** Passage **
+ + + +

Original post written by Kevin and posted in May 2020
Post modified by Kara and published February 2021
Our motorhome, Pippi, is powered by the sun. In 2019-2020, we completed our RV solar installation including roof-mounted solar panels and new lithium batteries.
One of the fascinating things about living in our RV is its self-sufficiency. Our solar panels convert sunlight to electricity and the energy is stored in lithium batteries allowing us the freedom to live off the grid in our RV with more flexibility.
What does self-contained RV mean?
Our rig is completely self-contained. That is to say, we have full functionality without the need for external services such as water, sewer, and electricity.
We have an 85-gallon fresh water holding tank to supply onboard water. Our sink and shower water drains into a grey wastewater storage tank. Our toilet flushes into a black wastewater storage tank.
We eventually need to dump our wastewater somewhere appropriate and refill fresh water. There is no real way around those limits however we can live conservatively for more than two weeks before needing to dump wastewater or refill fresh water.
How does an RV get electricity?
We already have an abundant power source with our onboard generator. It runs off the same fuel tank that powers the diesel engine pushing our home around the country.
Our fuel tank capacity is 125 gallons. As you might imagine a fill-up at the pump can be painful to the wallet.
The generator can run for two to three hours on a gallon of diesel depending upon the power needed. So, we can use the generator for a very long time before needing to refill diesel.

+ + + +

** Exercise tasks **
**A.** How would you render this sentence from the RV passage in Spanish: "Our toilet flushes into a black wastewater storage tank."?
**B.** Does the RV passage support each statement? Answer yes or no for each, quoting the words that decide it. (i) The fresh water tank holds 85 gallons. (ii) The generator draws fuel from a tank separate from the one for the engine. (iii) Water from the sink and shower goes into the black wastewater tank.
**C.** Can you continue the RV passage, picking up after its final sentence?

** Point annotations for photos **
+ + + +

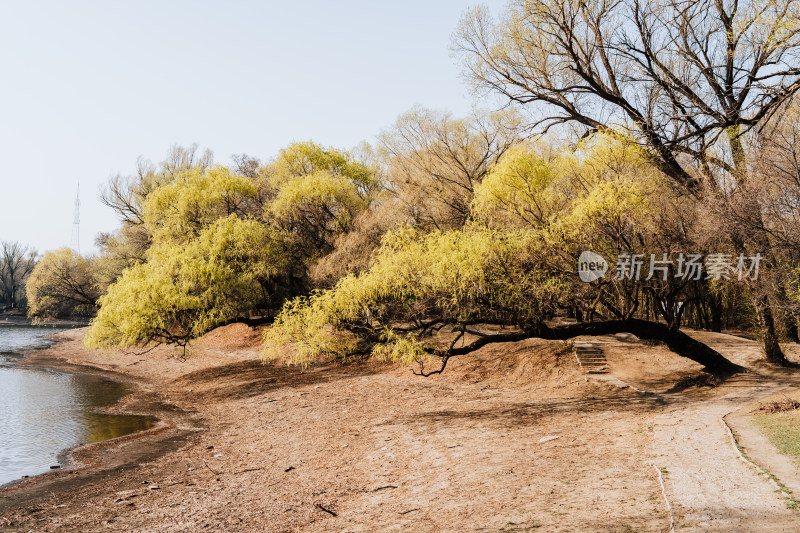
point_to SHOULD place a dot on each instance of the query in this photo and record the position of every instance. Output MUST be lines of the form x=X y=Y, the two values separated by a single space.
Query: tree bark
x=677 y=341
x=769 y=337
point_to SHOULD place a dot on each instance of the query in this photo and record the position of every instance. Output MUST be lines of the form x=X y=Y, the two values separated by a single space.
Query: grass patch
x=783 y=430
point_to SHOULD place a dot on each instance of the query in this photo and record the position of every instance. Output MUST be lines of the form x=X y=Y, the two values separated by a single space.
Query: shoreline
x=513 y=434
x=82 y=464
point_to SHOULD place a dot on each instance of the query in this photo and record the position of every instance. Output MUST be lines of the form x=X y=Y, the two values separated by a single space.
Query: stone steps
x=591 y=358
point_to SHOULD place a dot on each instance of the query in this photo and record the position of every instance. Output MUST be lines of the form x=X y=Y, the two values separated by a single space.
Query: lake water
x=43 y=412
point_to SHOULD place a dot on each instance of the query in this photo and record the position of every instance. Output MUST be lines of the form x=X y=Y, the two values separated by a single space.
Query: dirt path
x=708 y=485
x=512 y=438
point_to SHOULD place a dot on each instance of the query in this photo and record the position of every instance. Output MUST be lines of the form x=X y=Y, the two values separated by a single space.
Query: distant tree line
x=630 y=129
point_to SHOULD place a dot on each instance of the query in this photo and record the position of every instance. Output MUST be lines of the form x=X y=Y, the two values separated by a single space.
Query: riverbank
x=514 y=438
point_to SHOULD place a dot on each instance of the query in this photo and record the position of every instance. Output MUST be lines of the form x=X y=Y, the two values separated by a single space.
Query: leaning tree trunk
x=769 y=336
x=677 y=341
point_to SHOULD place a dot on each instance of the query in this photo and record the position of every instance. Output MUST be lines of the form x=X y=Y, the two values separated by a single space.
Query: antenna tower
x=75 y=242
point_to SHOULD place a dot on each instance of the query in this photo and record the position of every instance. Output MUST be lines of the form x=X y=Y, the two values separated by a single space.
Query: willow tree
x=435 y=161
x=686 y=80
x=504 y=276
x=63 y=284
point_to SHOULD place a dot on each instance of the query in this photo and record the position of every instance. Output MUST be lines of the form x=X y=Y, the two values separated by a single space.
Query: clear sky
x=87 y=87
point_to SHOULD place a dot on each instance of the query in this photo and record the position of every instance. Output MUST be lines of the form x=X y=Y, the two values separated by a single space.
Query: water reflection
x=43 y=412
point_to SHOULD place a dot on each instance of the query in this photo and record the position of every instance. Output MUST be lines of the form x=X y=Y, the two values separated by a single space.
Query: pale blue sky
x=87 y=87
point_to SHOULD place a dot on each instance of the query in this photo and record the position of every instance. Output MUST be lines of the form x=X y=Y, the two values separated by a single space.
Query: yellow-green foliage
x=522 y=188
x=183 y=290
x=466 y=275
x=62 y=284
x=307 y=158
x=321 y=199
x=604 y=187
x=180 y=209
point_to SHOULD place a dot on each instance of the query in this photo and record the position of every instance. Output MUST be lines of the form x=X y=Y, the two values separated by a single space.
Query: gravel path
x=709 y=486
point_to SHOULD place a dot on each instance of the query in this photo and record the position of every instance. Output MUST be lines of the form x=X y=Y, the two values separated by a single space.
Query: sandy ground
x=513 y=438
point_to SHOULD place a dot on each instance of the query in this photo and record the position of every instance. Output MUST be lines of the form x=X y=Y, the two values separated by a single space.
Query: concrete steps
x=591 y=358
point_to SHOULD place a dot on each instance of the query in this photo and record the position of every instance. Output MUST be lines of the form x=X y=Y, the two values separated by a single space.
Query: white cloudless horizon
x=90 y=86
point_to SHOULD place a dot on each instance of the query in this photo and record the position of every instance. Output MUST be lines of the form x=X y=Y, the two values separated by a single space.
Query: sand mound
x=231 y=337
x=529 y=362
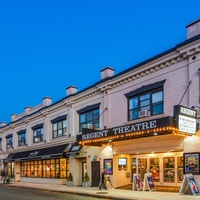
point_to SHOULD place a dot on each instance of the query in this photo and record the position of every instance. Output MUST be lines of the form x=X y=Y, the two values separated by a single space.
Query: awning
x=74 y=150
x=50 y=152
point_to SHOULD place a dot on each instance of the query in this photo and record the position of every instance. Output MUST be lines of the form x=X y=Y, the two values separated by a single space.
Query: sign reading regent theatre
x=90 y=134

+ + + +

** Task-by-task answers **
**A.** Nuestro inodoro descarga en un tanque de almacenamiento de aguas negras.

**B.**
(i) Yes: "We have an 85-gallon fresh water holding tank to supply onboard water."
(ii) No: "It runs off the same fuel tank that powers the diesel engine pushing our home around the country."
(iii) No: "Our sink and shower water drains into a grey wastewater storage tank."

**C.**
RV Generators Aren’t Perfect
However, diesel fuel is a non-renewable resource and we try to live an eco-friendly life.
The generator hum, while relatively quiet, is not ideal in picturesque natural destinations. Also, the smelly exhaust can force us to keep our windows closed when we would otherwise be enjoying the fresh breeze.
We decided to make some electrical upgrades to limit our reliance on the generator while camping off-grid.
How does an RV store power?
Power storage is typically the limiting factor in many stock RVs.
Most RVs have propane on board, and some have a fuel-powered generator because both are energy-dense storage options.
There is also a primary need for12-volt electricity for a lot of functions in an RV, such as lighting and various electronic controls. Therefore, batteries are standard equipment in every RV.
Standard RV batteries are similar to the batteries in an automobile but sturdier to handle the constant draw. These wet or flooded lead acid batteries are the limiting factor of power storage mentioned earlier.
What is a Flooded Lead Acid Battery?
Battery technology has been around for hundreds of years. Standard batteries, also known as, flooded lead-acid, were invented in 1836.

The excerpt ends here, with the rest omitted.